### Source material
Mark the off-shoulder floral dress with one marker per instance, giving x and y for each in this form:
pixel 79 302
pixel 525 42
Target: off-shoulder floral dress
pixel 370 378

### Your instructions
Render the rows above as a JSON list of strings, one string per line, leaving out any blank lines.

### Result for this exercise
[
  "Mark the off-shoulder floral dress with one marker per instance, giving x and y for each in this form:",
  "pixel 79 302",
  "pixel 525 42",
  "Target: off-shoulder floral dress",
  "pixel 370 378"
]